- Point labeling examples
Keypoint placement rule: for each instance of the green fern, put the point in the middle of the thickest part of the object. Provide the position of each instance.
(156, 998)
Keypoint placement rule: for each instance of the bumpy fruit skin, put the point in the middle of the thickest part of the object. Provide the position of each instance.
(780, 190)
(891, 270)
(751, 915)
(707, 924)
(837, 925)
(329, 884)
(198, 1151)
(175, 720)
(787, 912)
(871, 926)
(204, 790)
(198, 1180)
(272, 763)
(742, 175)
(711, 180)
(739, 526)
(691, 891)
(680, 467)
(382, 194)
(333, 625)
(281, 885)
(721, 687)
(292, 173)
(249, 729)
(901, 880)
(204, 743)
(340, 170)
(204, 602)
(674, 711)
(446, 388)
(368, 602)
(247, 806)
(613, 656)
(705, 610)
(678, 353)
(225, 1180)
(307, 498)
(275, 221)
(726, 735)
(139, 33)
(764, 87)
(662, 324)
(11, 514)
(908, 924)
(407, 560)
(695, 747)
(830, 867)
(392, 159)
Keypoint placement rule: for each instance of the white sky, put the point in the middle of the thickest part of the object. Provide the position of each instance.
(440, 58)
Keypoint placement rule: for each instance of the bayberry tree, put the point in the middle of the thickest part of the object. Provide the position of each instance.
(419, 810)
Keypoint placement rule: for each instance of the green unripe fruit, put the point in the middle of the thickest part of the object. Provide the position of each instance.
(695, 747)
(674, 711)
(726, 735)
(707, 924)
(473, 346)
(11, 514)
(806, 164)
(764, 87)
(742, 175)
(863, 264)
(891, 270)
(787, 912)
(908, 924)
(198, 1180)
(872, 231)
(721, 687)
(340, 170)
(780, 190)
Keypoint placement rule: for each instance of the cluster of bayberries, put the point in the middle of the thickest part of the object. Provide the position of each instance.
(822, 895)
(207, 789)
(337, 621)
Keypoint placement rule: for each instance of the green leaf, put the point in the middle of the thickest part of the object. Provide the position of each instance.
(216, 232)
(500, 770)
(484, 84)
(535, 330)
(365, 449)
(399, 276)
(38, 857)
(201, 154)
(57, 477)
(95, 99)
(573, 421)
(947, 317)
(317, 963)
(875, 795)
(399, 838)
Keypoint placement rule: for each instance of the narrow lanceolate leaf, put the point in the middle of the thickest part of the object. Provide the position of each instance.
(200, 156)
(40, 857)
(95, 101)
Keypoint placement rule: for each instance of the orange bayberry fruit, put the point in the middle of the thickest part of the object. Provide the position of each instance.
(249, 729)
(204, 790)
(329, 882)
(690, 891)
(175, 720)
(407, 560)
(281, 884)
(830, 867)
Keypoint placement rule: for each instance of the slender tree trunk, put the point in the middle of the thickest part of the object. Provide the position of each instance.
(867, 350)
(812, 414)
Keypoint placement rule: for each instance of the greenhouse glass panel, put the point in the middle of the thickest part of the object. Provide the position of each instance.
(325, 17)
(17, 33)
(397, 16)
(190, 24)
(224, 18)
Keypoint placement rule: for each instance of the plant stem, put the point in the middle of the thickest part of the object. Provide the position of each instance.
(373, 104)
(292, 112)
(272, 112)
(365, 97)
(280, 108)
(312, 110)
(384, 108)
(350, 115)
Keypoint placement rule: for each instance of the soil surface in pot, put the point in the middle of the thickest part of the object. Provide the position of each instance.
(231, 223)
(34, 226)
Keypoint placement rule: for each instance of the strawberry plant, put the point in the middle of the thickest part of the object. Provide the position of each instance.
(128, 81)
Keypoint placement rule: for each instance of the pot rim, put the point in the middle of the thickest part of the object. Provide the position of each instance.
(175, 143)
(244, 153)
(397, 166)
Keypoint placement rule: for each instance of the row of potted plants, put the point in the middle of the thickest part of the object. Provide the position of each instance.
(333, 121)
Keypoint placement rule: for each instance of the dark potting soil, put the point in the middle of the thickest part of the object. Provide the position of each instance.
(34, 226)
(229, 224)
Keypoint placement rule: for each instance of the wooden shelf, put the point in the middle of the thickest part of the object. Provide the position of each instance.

- Description of the task
Reproduce all of the rows above, substituting "widest part" for "thickest part" wherever it occurs and leaving everything else unchanged.

- The reply
Keypoint placement rule: for each instance of the green fern, put the point in the middle of the widest part of the object. Provide the position of each instance.
(156, 998)
Keypoint placement rule: for each instance of the bumpy fruit skin, put the point in the middle of the widest part of the object. Provide the position of each instance.
(780, 190)
(891, 270)
(751, 915)
(707, 924)
(837, 925)
(329, 884)
(198, 1151)
(175, 720)
(787, 912)
(871, 926)
(204, 790)
(198, 1180)
(272, 763)
(742, 175)
(711, 180)
(739, 526)
(691, 891)
(680, 467)
(382, 194)
(333, 625)
(281, 885)
(721, 687)
(292, 173)
(249, 729)
(901, 880)
(204, 743)
(340, 170)
(204, 602)
(674, 711)
(446, 388)
(368, 602)
(247, 806)
(613, 656)
(705, 610)
(678, 353)
(225, 1180)
(307, 498)
(275, 221)
(726, 735)
(139, 33)
(764, 87)
(662, 324)
(11, 514)
(908, 924)
(407, 560)
(695, 747)
(830, 867)
(392, 159)
Keypoint placement rule: for each instance of the white sky, put the point in the middle of the widest part of the object. Provide the position of each instance.
(440, 58)
Keypoint placement rule: for each instance of the bayberry tree, put the point in the middle of the widest part of the object. Provide the position of each instance.
(419, 810)
Keypoint placement rule: for each instance of the green unripe fruit, put the point in the middle of the widest part of the object. Provide the position of each instance.
(695, 747)
(674, 711)
(726, 735)
(707, 924)
(473, 346)
(11, 514)
(806, 164)
(764, 87)
(742, 175)
(863, 264)
(891, 270)
(787, 912)
(908, 924)
(198, 1180)
(872, 231)
(721, 687)
(340, 170)
(780, 190)
Keypoint placement rule: for each instance of the cluster of bayberries, put the point in the middle of the widest part of the object. Provide the position of each instance.
(822, 895)
(207, 789)
(337, 621)
Keypoint placement rule: for each instance of the green leaf, put the point in the middle of the widest part of the object. Provide the position of each instance.
(216, 232)
(500, 770)
(484, 84)
(535, 330)
(365, 449)
(399, 276)
(38, 857)
(201, 154)
(57, 477)
(95, 99)
(573, 421)
(947, 317)
(317, 963)
(875, 795)
(399, 838)
Keypoint placement rule: for each instance of the narrow lanceolate leaf, put the point in the middle of the widest part of the object. Provide the position of each instance.
(200, 156)
(40, 857)
(95, 101)
Keypoint placement rule: for each instance of the orange bayberry fruit, put the point in the middle of the widest part of the object. Provide the position of each instance.
(249, 729)
(204, 790)
(329, 882)
(690, 891)
(175, 720)
(407, 560)
(281, 884)
(830, 867)
Keypoint placement rule: for each instance of the slender tree trunk, put the point in the middle of the widest part of the object. Provide the position of each instance.
(867, 350)
(812, 414)
Keypoint placement rule: for each instance of the greenhouse glass panel, put the point in the middle of the widest part of the object. Provide the position of each instance.
(325, 17)
(17, 33)
(397, 16)
(190, 24)
(224, 18)
Keypoint placement rule: for each instance of the plant stem, put the point in the middle of the widest part of the object. Provide the position of each instance.
(373, 104)
(292, 112)
(272, 112)
(365, 97)
(280, 108)
(312, 110)
(384, 108)
(350, 115)
Keypoint placement rule: for each instance of the soil surface in pot, put the point in the middle of the widest part of the object. Provide the position of each instance.
(231, 223)
(34, 226)
Keypoint placement rule: for each instance of the strawberry plant, put the point in the middle of the widest part of the object. Provide the position of each instance.
(128, 81)
Keypoint placement rule: for each instance of the pot rim, put the point in the middle of the widest part of the object. Provide the position of each instance.
(175, 143)
(244, 153)
(397, 166)
Keypoint placement rule: for each instance of the row of potted plants, put the point in the middle of the widest part of the object. Provide the position of each instance.
(333, 121)
Keypoint placement rule: for each instance of the dark potting soil, put the point in the middle of the widest part of the object. Provide the position of each instance.
(34, 226)
(229, 224)
Keypoint placement rule: for each instance of the wooden shelf, put the point in the middle of the widest part of the object. Provide the position of each instance.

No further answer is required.